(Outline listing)
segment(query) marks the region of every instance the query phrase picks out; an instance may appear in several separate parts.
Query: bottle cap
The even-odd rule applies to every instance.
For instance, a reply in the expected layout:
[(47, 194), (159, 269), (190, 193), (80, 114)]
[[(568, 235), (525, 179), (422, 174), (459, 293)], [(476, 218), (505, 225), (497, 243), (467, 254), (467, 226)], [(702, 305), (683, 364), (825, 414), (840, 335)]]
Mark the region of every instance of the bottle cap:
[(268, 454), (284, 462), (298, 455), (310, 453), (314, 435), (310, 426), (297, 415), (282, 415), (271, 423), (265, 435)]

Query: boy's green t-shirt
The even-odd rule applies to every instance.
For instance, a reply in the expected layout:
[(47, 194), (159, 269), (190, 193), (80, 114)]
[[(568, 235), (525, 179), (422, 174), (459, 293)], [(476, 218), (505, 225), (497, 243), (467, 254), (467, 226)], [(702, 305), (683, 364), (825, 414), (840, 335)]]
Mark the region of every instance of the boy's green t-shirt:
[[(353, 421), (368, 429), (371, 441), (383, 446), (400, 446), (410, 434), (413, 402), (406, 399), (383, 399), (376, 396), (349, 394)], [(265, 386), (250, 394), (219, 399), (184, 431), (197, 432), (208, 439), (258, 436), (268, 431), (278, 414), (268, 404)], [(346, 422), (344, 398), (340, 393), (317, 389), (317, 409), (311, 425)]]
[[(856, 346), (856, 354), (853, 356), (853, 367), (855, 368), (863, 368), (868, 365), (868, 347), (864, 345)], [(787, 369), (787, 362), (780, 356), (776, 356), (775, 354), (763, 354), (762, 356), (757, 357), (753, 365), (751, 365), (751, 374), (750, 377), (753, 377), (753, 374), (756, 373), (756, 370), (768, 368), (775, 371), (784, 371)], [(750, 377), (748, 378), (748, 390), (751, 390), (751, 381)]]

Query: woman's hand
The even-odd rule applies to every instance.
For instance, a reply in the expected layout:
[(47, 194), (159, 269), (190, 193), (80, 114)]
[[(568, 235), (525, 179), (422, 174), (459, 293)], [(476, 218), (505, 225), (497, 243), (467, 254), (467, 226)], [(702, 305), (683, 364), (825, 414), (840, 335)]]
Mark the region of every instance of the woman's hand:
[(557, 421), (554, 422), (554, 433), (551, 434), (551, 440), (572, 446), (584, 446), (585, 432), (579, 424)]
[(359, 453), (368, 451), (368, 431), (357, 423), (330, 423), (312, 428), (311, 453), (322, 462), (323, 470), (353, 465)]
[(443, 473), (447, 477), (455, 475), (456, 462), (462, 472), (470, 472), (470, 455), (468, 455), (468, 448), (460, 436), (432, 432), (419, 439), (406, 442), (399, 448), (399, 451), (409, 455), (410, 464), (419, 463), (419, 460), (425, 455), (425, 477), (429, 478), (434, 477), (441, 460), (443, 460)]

**TO DO:**
Reproduce the listing from its first line through the line containing "390), (751, 381)]]", keeping every line, requests included. Add 82 to each coordinate in the answer outlines, and leave the sample coordinates in the requests as they are.

**SOLVED EXERCISE:**
segment(query) marks the region of every instance the query phrase picks out; an instance may appear in several separate parts.
Query: bottle cap
The even-odd rule applies to every instance.
For instance, a reply in the expected layout:
[(47, 194), (159, 269), (190, 193), (80, 114)]
[[(568, 235), (525, 179), (422, 174), (459, 293)], [(476, 218), (505, 225), (497, 243), (467, 254), (467, 226)], [(702, 305), (683, 364), (825, 414), (840, 335)]]
Mark the region of every instance of the bottle cap:
[(350, 536), (366, 544), (380, 537), (392, 535), (396, 517), (392, 508), (379, 497), (364, 497), (353, 505), (347, 517)]

Query: boy's green t-shirt
The even-odd rule applies to every instance.
For instance, a reply in the expected layout:
[(47, 194), (159, 269), (190, 193), (80, 114)]
[[(568, 235), (525, 179), (422, 174), (459, 293)], [(476, 218), (505, 225), (497, 243), (467, 254), (467, 226)], [(702, 305), (683, 364), (825, 414), (840, 335)]]
Mark the region of every instance of the boy's green t-shirt:
[[(435, 503), (450, 511), (453, 523), (465, 528), (482, 528), (492, 516), (495, 484), (488, 481), (465, 481), (458, 478), (431, 476)], [(347, 468), (332, 476), (301, 481), (266, 513), (279, 514), (290, 521), (340, 518), (350, 513), (360, 496), (350, 486)], [(428, 504), (426, 480), (422, 475), (399, 471), (399, 491), (393, 507)]]
[[(938, 428), (938, 436), (935, 438), (935, 449), (937, 450), (945, 450), (950, 447), (950, 429), (946, 427)], [(869, 451), (869, 444), (862, 438), (858, 438), (857, 436), (845, 436), (844, 438), (839, 439), (835, 447), (833, 447), (833, 456), (832, 459), (835, 459), (835, 456), (838, 455), (838, 452), (850, 450), (857, 453), (866, 453)], [(832, 459), (830, 460), (830, 472), (833, 472), (833, 463)]]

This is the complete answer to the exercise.